* **REQUIRED WORK**
Output all of the material once more, so that every line matches the original exactly.

* **INFORMATION GIVEN**
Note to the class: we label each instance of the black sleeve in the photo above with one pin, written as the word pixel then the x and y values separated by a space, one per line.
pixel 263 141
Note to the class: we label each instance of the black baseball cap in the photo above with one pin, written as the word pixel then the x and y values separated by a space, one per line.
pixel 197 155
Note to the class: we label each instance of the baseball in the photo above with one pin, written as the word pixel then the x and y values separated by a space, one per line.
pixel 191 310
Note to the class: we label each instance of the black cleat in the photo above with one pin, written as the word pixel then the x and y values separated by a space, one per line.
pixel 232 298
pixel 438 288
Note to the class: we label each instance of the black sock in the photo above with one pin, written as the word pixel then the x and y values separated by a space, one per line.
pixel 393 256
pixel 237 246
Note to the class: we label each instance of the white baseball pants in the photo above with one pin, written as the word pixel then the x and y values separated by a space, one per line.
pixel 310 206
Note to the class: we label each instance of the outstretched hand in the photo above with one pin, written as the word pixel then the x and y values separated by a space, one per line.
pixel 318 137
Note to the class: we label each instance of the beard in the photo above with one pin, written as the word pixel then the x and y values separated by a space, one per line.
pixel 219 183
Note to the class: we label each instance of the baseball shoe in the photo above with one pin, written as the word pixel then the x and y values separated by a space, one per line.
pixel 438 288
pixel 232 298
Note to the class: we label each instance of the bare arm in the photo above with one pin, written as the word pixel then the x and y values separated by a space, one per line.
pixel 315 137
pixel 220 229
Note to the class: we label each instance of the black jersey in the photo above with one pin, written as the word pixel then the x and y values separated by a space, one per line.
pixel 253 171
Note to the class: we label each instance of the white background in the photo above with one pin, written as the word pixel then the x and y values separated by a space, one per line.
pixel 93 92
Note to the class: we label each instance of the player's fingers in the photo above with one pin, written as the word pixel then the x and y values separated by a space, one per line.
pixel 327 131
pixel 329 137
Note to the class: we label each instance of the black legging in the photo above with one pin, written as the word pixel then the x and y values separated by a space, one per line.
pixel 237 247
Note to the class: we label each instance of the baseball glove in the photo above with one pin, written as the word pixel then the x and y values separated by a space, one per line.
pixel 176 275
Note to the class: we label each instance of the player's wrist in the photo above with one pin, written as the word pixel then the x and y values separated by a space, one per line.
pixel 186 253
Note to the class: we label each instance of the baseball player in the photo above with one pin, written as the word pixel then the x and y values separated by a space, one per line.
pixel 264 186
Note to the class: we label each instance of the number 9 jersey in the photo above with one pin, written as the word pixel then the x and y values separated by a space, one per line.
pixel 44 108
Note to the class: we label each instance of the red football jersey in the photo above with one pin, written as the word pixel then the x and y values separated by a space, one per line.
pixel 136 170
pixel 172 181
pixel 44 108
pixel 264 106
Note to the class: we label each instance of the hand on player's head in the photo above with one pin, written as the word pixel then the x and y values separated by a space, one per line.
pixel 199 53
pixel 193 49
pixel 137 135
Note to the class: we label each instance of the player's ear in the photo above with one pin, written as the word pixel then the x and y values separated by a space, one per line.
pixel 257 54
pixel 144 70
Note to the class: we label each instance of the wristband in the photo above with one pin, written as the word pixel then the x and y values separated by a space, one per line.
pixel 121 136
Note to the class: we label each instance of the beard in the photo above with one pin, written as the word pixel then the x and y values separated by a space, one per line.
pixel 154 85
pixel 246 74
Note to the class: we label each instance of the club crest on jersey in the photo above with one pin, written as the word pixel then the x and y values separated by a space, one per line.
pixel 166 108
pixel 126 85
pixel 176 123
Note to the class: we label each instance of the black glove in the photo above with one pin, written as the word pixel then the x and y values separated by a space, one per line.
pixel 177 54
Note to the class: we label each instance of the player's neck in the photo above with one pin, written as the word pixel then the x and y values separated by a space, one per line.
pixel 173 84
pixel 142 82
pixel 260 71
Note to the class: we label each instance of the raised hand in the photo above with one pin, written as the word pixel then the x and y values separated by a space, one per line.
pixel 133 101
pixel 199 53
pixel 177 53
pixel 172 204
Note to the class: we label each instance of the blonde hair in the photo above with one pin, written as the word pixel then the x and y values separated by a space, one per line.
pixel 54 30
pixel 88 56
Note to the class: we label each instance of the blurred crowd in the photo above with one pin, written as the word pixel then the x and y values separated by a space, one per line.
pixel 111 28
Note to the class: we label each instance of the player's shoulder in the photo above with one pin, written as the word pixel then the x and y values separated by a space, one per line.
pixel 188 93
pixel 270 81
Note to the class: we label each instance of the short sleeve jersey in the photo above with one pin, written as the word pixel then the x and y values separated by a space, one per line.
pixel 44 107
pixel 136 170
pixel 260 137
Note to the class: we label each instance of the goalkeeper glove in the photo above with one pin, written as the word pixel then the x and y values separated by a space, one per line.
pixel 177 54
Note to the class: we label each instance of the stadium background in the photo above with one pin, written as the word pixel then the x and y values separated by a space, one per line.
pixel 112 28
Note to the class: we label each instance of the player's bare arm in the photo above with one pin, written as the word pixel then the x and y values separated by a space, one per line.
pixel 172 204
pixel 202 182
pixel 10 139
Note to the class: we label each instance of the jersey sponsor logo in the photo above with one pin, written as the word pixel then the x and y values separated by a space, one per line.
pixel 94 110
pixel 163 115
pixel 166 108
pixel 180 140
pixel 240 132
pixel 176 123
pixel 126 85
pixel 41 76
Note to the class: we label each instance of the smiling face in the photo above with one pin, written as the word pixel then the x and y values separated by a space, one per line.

* **SOLUTION TO THE EXERCISE**
Note to the class: we label each instance of the black sleeve in the photo above with one pin, written as the word pixel then the x and y values separated by a space, one per line.
pixel 263 141
Note to the class: we label each instance of the black baseball cap in the photo above with one pin, written as the word pixel then the x and y values separated by a space, one per line.
pixel 197 155
Note to the class: we label each instance of the baseball in the photo above with one pin, written as the word pixel then the x and y values separated by a space, one per line.
pixel 191 310
Note to the class: we label each instance of the black cleat in the photo above with one pin, written as the word pixel then the x and y values separated by a space, one per line.
pixel 232 298
pixel 438 288
Note to the class: we label each instance of the black sock in the photo above with one pin, written as the word pixel then the x and y values separated by a space, one per line.
pixel 393 256
pixel 237 246
Note to the class: we label each instance of the white baseball pants in the photo above with one pin, written as the word pixel then the x and y values separated by a space, one per line.
pixel 310 206
Note to the class: we label each instance of the outstretched hand in the photo above with one pin, written as the word pixel then the x and y values separated by a space, one per line.
pixel 318 137
Note to the class: we label each instance of the beard in the photo above with one pin, written as the word pixel then the x and y values separated by a space, one per line.
pixel 219 183
Note to the class: we label each instance of the baseball shoe in the photo above with one pin, written as the word pixel then the x and y values separated by a space, one per line.
pixel 438 288
pixel 232 298
Note to the class: we label each instance of the bare arm in the photo above with one pin, written as the word pixel then the x and y values separated by a space, one per line.
pixel 315 137
pixel 220 229
Note to the class: we label each instance of the black jersey in the photo above with one pin, written as the word pixel then the x and y values separated by a space, one per line.
pixel 253 171
Note to the class: we label each instance of the white background in the photo above with one pin, written as the word pixel then the x and y values separated by a space, one per line.
pixel 93 92
Note to the class: we label each instance of the player's fingers in the photo above with one pin, written as the word pixel then the x and y values separated by a space, one per line.
pixel 327 131
pixel 329 137
Note to the class: we label each instance of the black legging in the photo above with one pin, written as the word pixel then the x and y values separated by a space, one per line.
pixel 237 247
Note to the class: we label each instance of the baseball glove in the photo above with one pin, written as the word pixel then the x and y values separated by a space, one per line.
pixel 176 275
Note to the class: we label each instance of the player's wrist in the photo above with one pin, written as the word pixel then the x and y values separated by a space, one per line.
pixel 186 253
Note to the class: we label each instance of the baseball player in the photo above with one pin, written as the word pixel then the x and y values separated by a space, one per line.
pixel 264 186
Note to the class: we label each instance of the number 9 jersey in the photo above with one pin, written as the word pixel then the x and y values separated by a space, one per line.
pixel 44 108
Note to the class: we label each instance of the red football jersey in the photo above with one pin, written as the word pixel then the x and y values separated by a space, one per line.
pixel 136 170
pixel 172 181
pixel 44 108
pixel 264 106
Note to the class: we label each instance of the hand on player's head in the photo above with one pin, written as the word pixel then the x and y values separated by a space, one per line.
pixel 199 53
pixel 193 49
pixel 137 135
Note to the class: we label each instance of the player's ear in the photo above with one pin, written as the word pixel then the x and y values separated by a space, one per line.
pixel 257 54
pixel 144 70
Note to the class: we label each instance of the wristband in the photo above with one pin, written as the word pixel then the x and y values separated by a space, one per line.
pixel 121 136
Note to the class: we label each instance of the beard in the photo above with one pin, written as the word pixel then the x and y values separated by a space, one per line.
pixel 154 85
pixel 246 74
Note to the class: we label each instance of the club crest on jersey in the photo above with one pin, written as the word pixel then the x and y values separated by a space, one per line.
pixel 166 108
pixel 126 85
pixel 176 123
Note to the class: we label each instance of the black glove in the photo above with one pin, written as the word pixel then the x and y values separated by a space, one per line.
pixel 177 54
Note to the class: we label each instance of the player's neck in the photo above with one pin, written as the word pixel then the x and y values separated by a space, one per line.
pixel 173 84
pixel 142 82
pixel 260 71
Note to the class: we label each instance of the raised hand in the photo above with one pin, written as the word pixel then the x and y values separated by a space, one per line.
pixel 133 101
pixel 199 53
pixel 177 53
pixel 172 204
Note to the class: we label each instance of the blonde hair in the photo above with one pin, written as the word pixel then the x and y values separated by a space, one per line.
pixel 54 30
pixel 88 56
Note to the class: we label each instance of the blurred crowd in the photo above with one pin, written as the word pixel then the x and y values separated by a space, one per line.
pixel 111 28
Note to the class: we label each instance of the player's shoulder in the photo above with one pin, written as the word pixel then the x and y values separated by a space, one per line.
pixel 188 93
pixel 270 81
Note to the class: we label each instance of the short sleeve jersey in the photo above with one pin, written as the word pixel then the x and y values separated by a space, one per line.
pixel 44 107
pixel 136 170
pixel 260 137
Note to the class: we label each instance of the goalkeeper glove in the photo above with one pin, written as the word pixel then the x and y values separated by a space, one per line.
pixel 177 54
Note to the class: we label each instance of the stadium background in the photo above with one pin, written as the word pixel then the x and y values separated by a space, one per line.
pixel 112 28
Note to the class: we label each instance of the player's bare arm in the photo above with one pin, written as the word pixel then the x and y values separated by a space, one per line.
pixel 172 204
pixel 202 182
pixel 10 139
Note to the class: we label each instance of the jersey sponsor logo in the photo above with one pin, written as the word pixel then the x and y values separated by a space, one per line.
pixel 94 110
pixel 163 115
pixel 166 108
pixel 180 140
pixel 240 132
pixel 176 123
pixel 126 85
pixel 41 76
Note to the class: we label each instance of the smiling face in the photo above with one pin, written as the word pixel then the x and y values separated by a space, one per line.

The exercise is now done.